## STATED EXERCISE A
Translate this sentence from the account of the Cottage conference below into Spanish: "We had only been on the island for a few months when we went to the one-day Bible conference at Cottage."

## PAGE
## START
When in Cottage, Look Out For Ghosts!

If you love this content, please share it!

New Year’s Day 1993, 7 am, parish of St. Elizabeth, Jamaica, West Indies

Aerial view of Ocean View Bible Camp, St. Elizabeth, Jamaica
Part of Oceanview Bible Camp, where my family lived in Jamaica for eight years. The two-story house at the far left with the white wall was our home.

I climbed into the gray Nissan fourteen-seater minibus that served as the camp vehicle and our family’s transportation. My itchy Sunday dress stuck to my skin in the warm humid morning air. I peeled it off my legs as I dashed for a window seat at the very back of the bus, reaching it just before my younger brother Philip.

Teen in 90s dress in front of wall in Jamaica.
One of the ridiculous (but completely in style for the 90s!) Sunday dresses I had to wear.

He quickly snagged the window seat on the other side of the bus. We both knew that for the next two hours, the bus would be filled with other hot sweaty bodies.

A window with a view was the only possibility of making the drive slightly less uncomfortable. You might be squashed into a corner, but at least you’d be able to see out the window and open it for fresh air!

Washing the gray camp bus before the Cottage conference.
An old photo of our camp bus being washed (face blurred out for privacy). Look at the red dirt behind the front tire!

Cottage one-day conference

We had only been on the island for a few months when we went to the one-day Bible conference at Cottage.

These conferences were torturous for me as a typical American tomboy. The schedule for the day entailed two to three hours of sitting for prayer, then Bible study, with a few hymns mixed in for variety. The benches were simply constructed out of two by six boards with no cushions at all.

Wooden church pews. Cottage church, like most Jamaican churches, had very basic wooden benches like this.
The floors would be red stained concrete, but this is essentially the kind of furnishings most country churches in Jamaica had. Photo by cottonbro on Pexels.com

The only way the building was cooled was by opening the glass louvered windows to let the breeze through. It was sticky, hot, and uncomfortable, sitting as close to the person next to you as possible to make room for as many people as possible to sit down inside.
## END
(Position-identification records)
## START
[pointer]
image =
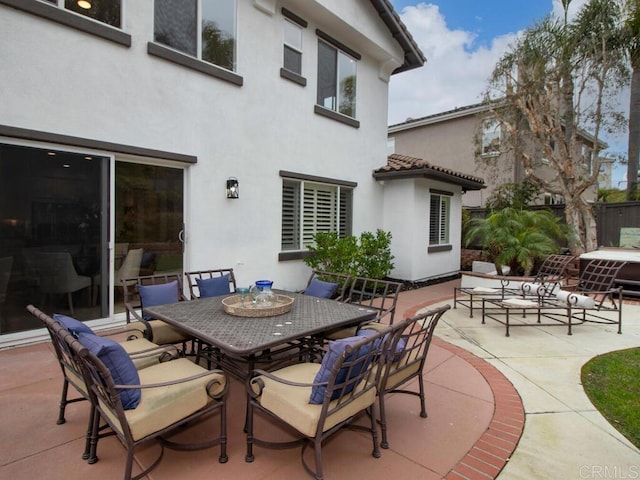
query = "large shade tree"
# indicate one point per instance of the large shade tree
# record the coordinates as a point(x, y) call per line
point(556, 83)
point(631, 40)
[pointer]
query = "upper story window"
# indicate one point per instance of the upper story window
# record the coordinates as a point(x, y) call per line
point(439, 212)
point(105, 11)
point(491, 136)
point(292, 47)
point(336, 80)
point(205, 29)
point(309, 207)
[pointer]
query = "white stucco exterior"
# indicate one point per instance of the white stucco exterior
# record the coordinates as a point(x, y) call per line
## END
## START
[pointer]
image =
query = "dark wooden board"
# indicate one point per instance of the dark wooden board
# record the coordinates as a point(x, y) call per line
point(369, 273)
## END
## STATED EXERCISE B
Count how many lines of the records above contain the string "board", treating case as significant, and reply with the number only.

## TASK SOLUTION A
Solo llevábamos unos meses en la isla cuando fuimos a la conferencia bíblica de un día en Cottage.

## TASK SOLUTION B
2